*Exercise details*.
List every line in the rows below that contains the word "shadow", copying each line in full. Case counts.

*Recorded information*.
++++++++++++++++++++

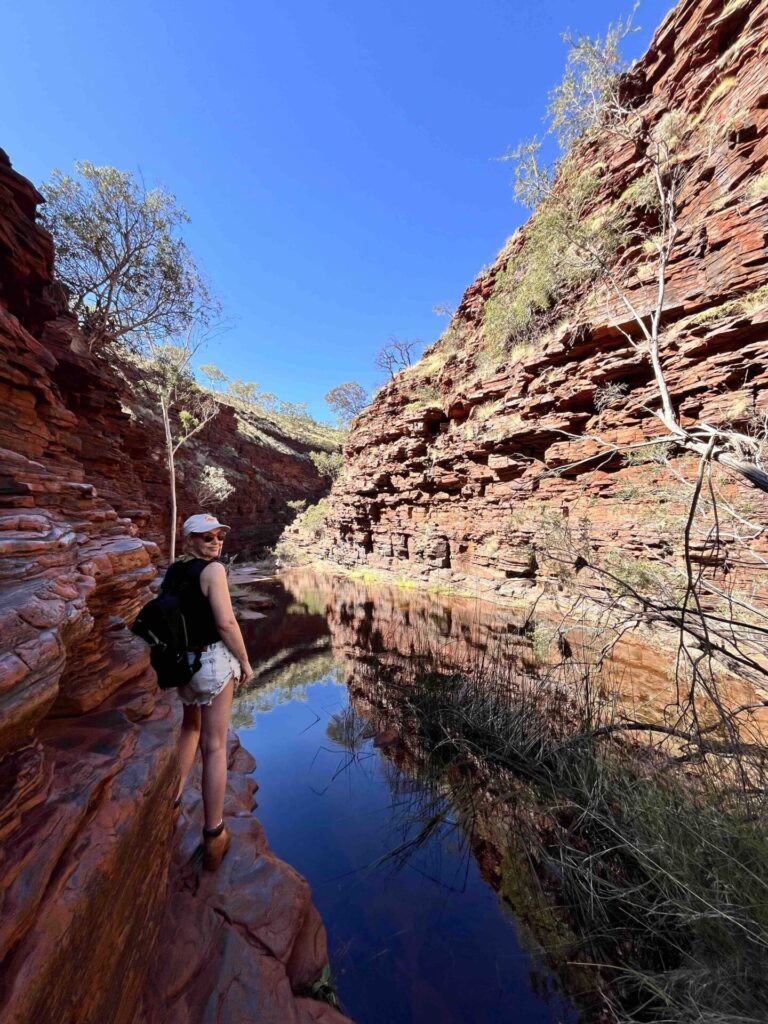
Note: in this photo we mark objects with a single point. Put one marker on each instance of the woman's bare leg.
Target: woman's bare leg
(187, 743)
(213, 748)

++++++++++++++++++++

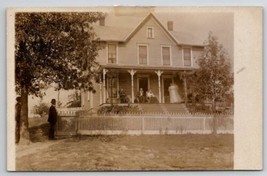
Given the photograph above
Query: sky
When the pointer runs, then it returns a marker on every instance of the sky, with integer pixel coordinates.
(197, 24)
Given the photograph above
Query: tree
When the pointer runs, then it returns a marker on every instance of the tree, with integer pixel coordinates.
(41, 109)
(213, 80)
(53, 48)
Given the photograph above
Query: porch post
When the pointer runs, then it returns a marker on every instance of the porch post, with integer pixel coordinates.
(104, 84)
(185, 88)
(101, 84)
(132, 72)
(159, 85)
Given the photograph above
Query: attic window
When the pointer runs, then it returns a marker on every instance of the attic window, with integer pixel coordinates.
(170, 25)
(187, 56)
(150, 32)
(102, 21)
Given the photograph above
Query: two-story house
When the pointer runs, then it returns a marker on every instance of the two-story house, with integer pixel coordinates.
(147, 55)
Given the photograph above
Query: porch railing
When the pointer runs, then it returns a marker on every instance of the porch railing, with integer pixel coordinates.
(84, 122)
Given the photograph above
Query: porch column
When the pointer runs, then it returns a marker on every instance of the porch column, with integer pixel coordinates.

++++++++++++++++++++

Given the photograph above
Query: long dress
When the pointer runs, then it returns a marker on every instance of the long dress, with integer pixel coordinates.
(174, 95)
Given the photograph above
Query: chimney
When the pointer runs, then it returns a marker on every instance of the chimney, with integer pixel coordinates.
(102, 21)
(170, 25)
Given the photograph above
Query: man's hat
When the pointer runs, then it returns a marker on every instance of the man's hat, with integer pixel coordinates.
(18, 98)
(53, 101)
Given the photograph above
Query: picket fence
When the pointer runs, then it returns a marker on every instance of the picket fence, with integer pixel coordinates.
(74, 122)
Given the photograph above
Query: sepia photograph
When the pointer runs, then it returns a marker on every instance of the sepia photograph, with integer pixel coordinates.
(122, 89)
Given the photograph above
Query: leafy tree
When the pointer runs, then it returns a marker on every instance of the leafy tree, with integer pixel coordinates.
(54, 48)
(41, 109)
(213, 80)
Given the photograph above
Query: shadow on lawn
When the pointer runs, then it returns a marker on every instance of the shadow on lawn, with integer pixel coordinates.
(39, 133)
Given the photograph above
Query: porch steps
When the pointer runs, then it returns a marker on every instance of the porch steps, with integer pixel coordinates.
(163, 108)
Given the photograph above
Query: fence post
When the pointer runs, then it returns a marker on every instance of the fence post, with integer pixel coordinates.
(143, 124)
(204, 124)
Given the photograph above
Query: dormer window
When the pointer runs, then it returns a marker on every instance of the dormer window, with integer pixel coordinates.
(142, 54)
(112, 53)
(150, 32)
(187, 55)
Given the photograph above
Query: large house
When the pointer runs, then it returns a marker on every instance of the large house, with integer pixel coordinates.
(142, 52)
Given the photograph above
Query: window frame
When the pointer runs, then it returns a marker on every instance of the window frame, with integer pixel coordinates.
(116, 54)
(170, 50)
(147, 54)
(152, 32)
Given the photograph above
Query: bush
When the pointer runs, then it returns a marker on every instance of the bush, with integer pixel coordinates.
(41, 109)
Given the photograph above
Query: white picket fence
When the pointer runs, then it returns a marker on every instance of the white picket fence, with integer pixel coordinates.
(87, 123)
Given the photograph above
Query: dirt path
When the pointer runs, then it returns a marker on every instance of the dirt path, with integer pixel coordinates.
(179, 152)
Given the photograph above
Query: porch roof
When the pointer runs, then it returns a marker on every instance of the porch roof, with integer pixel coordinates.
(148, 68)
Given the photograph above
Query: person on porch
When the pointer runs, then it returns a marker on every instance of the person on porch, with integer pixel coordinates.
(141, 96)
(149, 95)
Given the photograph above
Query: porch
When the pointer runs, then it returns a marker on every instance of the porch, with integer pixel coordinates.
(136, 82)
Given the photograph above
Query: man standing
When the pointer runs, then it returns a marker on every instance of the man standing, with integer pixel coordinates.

++++++++++++++++++++

*Answer to the task*.
Query: shadow on lawn
When the pointer runs, then it returns a marker on every instance of the shadow on lawn, with integer pixel coordinates.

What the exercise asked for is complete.